__Zu erledigen__: Entscheide anhand des folgenden Textes über Feuerwehr und Polizei, ob diese Aussagen zutreffen: 1. Die Feuerwehr ist den Landesverwaltungen zugeordnet. 2. Viele Einsätze lassen sich nur bedingt vorplanen. 3. Die Polizei kann mit ihrem Gewaltmonopol Gerechtigkeit schaffen. Beantworte jede Aussage mit Ja oder Nein und zitiere wörtlich die entscheidenden Worte des Textes.

__Zitierter Text__:

§

David Marten

[3]Feuerwehr in Polizeilagen

Einsatz bei Gewaltereignissen

1. Auflage

Verlag W. Kohlhammer

[9]Vorwort

Feuerwehr und Polizei scheinen wie Brüder – gleich und doch ungleich.

Gleich ist das Bestreben, Menschen in Notsituationen zu helfen. Die Polizei kann mit ihrem Gewaltmonopol Gerechtigkeit schaffen und Leben und Eigentum schützen. Die Feuerwehr kann mit dem Einsatz von Technik und Medizin gefährdetes Leben erhalten und Schäden vermindern. Beide haben auch die gleiche Grenze in ihrem Handeln. Viele Einsätze können nur bedingt vorgeplant werden und immer wieder ist es notwendig, trotz unklarer Faktenlage schnelle Entscheidungen zu treffen und umzusetzen.

Ungleich ist jedoch ihre organisatorische Zuordnung – die Feuerwehr zu den Kommunen und die Polizei zu den Landesverwaltungen. Dementsprechend sind auch Ausbildung, Ausrüstung, Dienstrecht und Organisation sehr verschieden.

§

__Punktbasierte Annotationsdaten__:
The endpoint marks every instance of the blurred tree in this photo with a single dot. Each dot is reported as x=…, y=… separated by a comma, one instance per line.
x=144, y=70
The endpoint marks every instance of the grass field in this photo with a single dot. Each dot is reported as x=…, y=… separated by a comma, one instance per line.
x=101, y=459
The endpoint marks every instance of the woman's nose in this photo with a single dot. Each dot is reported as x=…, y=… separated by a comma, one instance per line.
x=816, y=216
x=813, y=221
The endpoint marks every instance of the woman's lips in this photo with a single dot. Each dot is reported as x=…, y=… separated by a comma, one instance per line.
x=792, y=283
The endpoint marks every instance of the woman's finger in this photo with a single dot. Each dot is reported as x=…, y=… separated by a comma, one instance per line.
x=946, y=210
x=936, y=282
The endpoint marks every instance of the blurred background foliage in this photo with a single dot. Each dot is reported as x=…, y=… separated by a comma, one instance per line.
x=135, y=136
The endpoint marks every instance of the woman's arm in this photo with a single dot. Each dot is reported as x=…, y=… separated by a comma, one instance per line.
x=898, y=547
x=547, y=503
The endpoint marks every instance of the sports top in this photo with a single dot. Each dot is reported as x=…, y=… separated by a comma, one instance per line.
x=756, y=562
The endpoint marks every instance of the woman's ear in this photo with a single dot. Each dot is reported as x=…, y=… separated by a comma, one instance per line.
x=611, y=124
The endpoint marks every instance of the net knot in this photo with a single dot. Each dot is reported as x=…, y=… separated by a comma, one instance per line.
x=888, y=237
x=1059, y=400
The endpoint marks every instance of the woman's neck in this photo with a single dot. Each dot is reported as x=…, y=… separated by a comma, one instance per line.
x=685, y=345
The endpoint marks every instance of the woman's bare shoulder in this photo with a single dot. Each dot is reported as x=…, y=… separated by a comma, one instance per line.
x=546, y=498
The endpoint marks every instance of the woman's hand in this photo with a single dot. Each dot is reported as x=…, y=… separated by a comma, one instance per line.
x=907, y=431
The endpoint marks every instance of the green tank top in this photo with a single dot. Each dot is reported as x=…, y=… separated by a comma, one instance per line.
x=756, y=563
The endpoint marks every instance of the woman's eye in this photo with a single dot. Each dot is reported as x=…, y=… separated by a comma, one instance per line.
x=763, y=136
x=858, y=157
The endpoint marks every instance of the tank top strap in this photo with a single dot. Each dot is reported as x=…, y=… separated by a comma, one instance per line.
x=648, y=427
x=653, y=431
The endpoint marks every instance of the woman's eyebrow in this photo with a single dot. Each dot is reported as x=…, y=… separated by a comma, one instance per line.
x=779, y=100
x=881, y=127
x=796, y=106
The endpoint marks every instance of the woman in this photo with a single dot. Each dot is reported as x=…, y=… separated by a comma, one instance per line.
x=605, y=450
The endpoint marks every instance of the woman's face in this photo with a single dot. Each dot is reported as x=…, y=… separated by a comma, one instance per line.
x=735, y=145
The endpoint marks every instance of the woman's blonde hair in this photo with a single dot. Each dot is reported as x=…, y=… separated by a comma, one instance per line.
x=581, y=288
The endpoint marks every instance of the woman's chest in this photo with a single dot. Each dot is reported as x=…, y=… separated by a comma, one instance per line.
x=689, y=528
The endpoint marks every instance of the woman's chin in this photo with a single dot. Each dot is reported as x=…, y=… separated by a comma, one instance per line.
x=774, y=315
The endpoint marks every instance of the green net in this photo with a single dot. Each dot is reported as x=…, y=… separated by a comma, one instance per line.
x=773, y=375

§

__Lösung der Aufgabe__:
1. Nein: „die Feuerwehr zu den Kommunen und die Polizei zu den Landesverwaltungen"
2. Ja: „Viele Einsätze können nur bedingt vorgeplant werden"
3. Ja: „Die Polizei kann mit ihrem Gewaltmonopol Gerechtigkeit schaffen"